— Task instructions —
Please reproduce the lines below with "dark hair" swapped for "black hair" and everything else unchanged.

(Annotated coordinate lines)
-- Start --

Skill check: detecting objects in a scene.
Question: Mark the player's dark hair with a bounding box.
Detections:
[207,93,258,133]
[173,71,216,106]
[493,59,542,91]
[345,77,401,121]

-- End --

— The solution —
Skill check: detecting objects in a scene.
Question: Mark the player's black hair with a bounding box.
Detections:
[207,93,258,133]
[173,71,216,106]
[493,59,542,91]
[345,77,401,121]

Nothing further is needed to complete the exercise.